| TASK LIST |
**A.** Return everything in the passage on ANCA and neutrophils from "Keywords: ANCA, neutrophils, pathogenesis, signal" down to "2012, 169: 229–37.", word for word.
**B.** Supply the next part of the passage on ANCA and neutrophils, starting right after its last sentence.

-------- EXERCISE PASSAGE --------

Keywords: ANCA, neutrophils, pathogenesis, signal transduction, vasculitis
OTHER ARTICLES PUBLISHED ON ANCA IN THIS ISSUE
Animal models of anti-neutrophil cytoplasmic antibody-associated vasculitis. Clinical and Experimental Immunology 2012, 169: 229–37.
Anti-neutrophil cytoplasmic autoantibodies (ANCA) and the expression of ANCA target antigens by the neutrophil
ANCA must recognize and bind their target antigens, proteinase 3 (PR3) or myeloperoxidase (MPO), in order to initiate signalling events and to subsequently activate the neutrophil. Thus, ANCA must either be internalized by the neutrophil or the antigens must be accessible on the cell surface, or both may occur. Many studies exploring the membrane expression of ANCA antigens have been performed. MPO and the vast majority of PR3 antigens reside in azurophilic granules, which can be mobilized during activation in vitro and in vivo[1,2]. In contrast to MPO, PR3 is also stored in specific granules and in secretory vesicles that are mobilized more easily [3]. Moreover, significant PR3 amounts are already expressed on the surface of resting cells with a strong increased expression after activation. Thus, there are major differences in PR3 and MPO membrane expression. Notably, and in contrast to PR3, MPO is not detected on the plasma membrane of resting neutrophils. Furthermore, the membrane MPO that increases after cell activation is small compared to PR3.
Neutrophils must be primed for subsequent ANCA-induced activation. Priming includes ANCA antigen translocation and can be achieved in vitro by various mediators, including tumour necrosis factor (TNF)-α, interleukin (IL)-1, IL-6, IL-18, N-formyl-Met-Leu-Phe (fMLF) and complement 5a (C5a) [4–7]. In-vivo priming may occur during infections that frequently precede the clinical manifestation of ANCA vasculitis. Indeed, patients with active disease show increased neutrophil ANCA antigen membrane expression [5,8,9]. A synergistic effect for increased mPR3 expression by cytokines, adhesion and anti-PR3 antibodies was demonstrated that could become relevant when neutrophils leave the circulating blood [10]. Recently, α1-anti-trypsin polymers have been described to prime the neutrophil for ANCA activation, indicating that additional priming mechanisms exist [11].

-------- RECORDS SHOWN --------

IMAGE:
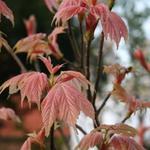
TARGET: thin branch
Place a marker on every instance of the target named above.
(16, 58)
(81, 129)
(126, 117)
(82, 48)
(70, 63)
(88, 66)
(103, 104)
(73, 42)
(99, 67)
(52, 144)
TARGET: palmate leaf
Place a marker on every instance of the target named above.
(139, 55)
(64, 102)
(4, 43)
(51, 4)
(123, 143)
(6, 11)
(8, 114)
(32, 85)
(112, 25)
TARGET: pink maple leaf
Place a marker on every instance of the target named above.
(123, 143)
(32, 85)
(39, 44)
(64, 102)
(3, 42)
(51, 4)
(90, 140)
(112, 24)
(49, 66)
(8, 114)
(139, 55)
(6, 11)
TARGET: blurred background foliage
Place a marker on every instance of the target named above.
(134, 16)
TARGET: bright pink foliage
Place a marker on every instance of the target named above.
(90, 140)
(139, 55)
(32, 85)
(112, 24)
(8, 114)
(49, 66)
(64, 102)
(51, 4)
(5, 11)
(38, 44)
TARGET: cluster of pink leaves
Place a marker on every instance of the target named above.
(93, 11)
(119, 137)
(60, 100)
(39, 44)
(58, 97)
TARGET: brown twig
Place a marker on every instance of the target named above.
(73, 42)
(126, 117)
(103, 104)
(52, 144)
(82, 48)
(88, 66)
(99, 67)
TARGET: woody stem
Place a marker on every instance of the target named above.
(52, 144)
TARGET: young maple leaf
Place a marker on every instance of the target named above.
(64, 102)
(36, 45)
(90, 140)
(34, 139)
(4, 43)
(118, 71)
(51, 4)
(32, 85)
(138, 54)
(112, 24)
(8, 114)
(30, 25)
(6, 11)
(123, 143)
(133, 103)
(49, 66)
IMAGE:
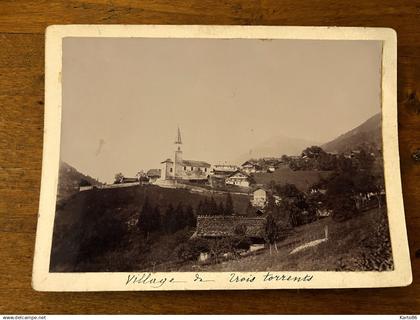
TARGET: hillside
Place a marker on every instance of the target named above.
(369, 132)
(361, 243)
(276, 147)
(301, 179)
(69, 179)
(100, 220)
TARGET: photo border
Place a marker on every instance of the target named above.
(43, 280)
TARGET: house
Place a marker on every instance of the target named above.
(224, 169)
(153, 175)
(128, 180)
(238, 178)
(259, 198)
(250, 167)
(180, 169)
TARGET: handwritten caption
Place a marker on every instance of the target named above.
(158, 281)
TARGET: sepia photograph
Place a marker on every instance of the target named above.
(221, 155)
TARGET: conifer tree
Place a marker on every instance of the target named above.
(229, 205)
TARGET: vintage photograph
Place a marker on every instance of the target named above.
(221, 155)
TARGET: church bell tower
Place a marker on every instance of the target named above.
(178, 156)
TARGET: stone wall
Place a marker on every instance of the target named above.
(224, 226)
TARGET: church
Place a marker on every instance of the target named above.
(180, 169)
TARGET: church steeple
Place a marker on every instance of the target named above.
(178, 139)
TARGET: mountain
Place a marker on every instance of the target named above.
(69, 179)
(369, 132)
(276, 147)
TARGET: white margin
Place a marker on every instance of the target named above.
(43, 280)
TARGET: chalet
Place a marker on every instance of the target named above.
(250, 167)
(153, 175)
(224, 169)
(128, 180)
(238, 178)
(259, 198)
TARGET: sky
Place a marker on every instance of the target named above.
(123, 98)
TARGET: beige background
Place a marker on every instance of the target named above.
(45, 281)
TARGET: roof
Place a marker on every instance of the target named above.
(237, 173)
(153, 173)
(195, 163)
(130, 179)
(248, 163)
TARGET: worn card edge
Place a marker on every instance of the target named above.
(43, 280)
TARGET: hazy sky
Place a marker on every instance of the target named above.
(124, 98)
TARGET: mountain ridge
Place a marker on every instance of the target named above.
(368, 132)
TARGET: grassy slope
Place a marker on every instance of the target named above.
(69, 180)
(352, 245)
(125, 204)
(302, 179)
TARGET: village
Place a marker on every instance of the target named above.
(272, 209)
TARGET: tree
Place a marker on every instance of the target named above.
(179, 217)
(212, 207)
(271, 231)
(229, 209)
(221, 208)
(119, 177)
(145, 220)
(84, 183)
(168, 221)
(199, 209)
(156, 219)
(190, 219)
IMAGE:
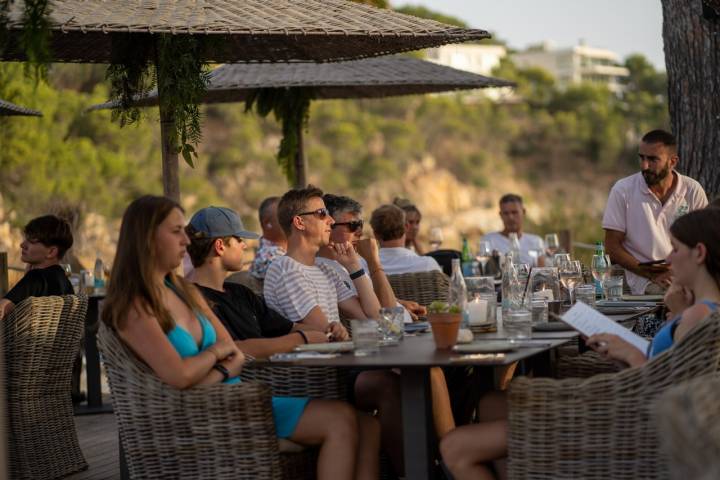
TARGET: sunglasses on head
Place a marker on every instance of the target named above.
(320, 213)
(353, 226)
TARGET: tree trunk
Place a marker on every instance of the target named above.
(692, 57)
(300, 170)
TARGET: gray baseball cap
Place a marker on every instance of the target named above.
(216, 222)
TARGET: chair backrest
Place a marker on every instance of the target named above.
(218, 431)
(41, 338)
(689, 431)
(421, 287)
(444, 259)
(244, 278)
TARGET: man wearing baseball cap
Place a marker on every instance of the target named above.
(216, 248)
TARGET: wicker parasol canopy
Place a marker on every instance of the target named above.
(248, 30)
(8, 109)
(368, 78)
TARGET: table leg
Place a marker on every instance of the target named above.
(417, 425)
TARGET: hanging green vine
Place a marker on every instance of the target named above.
(291, 107)
(174, 65)
(35, 36)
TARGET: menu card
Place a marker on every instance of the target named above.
(589, 322)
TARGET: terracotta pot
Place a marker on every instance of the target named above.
(445, 327)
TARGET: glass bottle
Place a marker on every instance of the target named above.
(457, 293)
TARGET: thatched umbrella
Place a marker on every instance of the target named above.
(8, 109)
(368, 78)
(251, 30)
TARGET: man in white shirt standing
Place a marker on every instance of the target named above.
(642, 207)
(388, 223)
(512, 214)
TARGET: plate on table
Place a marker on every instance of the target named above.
(493, 346)
(332, 347)
(552, 327)
(416, 327)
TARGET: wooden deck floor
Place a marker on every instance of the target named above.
(99, 443)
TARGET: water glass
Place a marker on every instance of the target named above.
(392, 323)
(518, 324)
(586, 294)
(481, 309)
(366, 338)
(612, 288)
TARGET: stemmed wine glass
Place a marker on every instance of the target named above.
(484, 254)
(436, 237)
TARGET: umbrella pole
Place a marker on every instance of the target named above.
(300, 173)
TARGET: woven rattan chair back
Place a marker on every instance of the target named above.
(219, 431)
(41, 338)
(421, 287)
(687, 417)
(602, 427)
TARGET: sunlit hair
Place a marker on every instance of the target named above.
(701, 226)
(131, 281)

--------

| ANSWERS PER TASK |
**A.**
Keywords: ANCA, neutrophils, pathogenesis, signal transduction, vasculitis
OTHER ARTICLES PUBLISHED ON ANCA IN THIS ISSUE
Animal models of anti-neutrophil cytoplasmic antibody-associated vasculitis. Clinical and Experimental Immunology 2012, 169: 229–37.

**B.**
An important observation established that PR3, but not MPO, has a bimodal membrane expression pattern. mPR3low- and mPR3high-expressing neutrophils can be distinguished with a percentage of mPR3high neutrophils ranging between 0 and 100% [12]. The expression pattern is extremely stable in a given individual, does not change with activation and correlates strongly in monozygotic twins and human leucocyte antigen (HLA)-matched siblings [13,14]. The clinical significance of the mPR3 phenotype was established in independent cohorts showing that a large subset of mPR3high neutrophils is a risk factor for ANCA vasculitis. The risk factor has a negative effect on clinical patient outcomes [13,15–17]. Compared to the mPR3low cells, mPR3high neutrophils generate more superoxide and degranulate more strongly to PR3–ANCA, but not to other stimuli. This provides a potential explanation for the clinical observation on risk and outcome [18].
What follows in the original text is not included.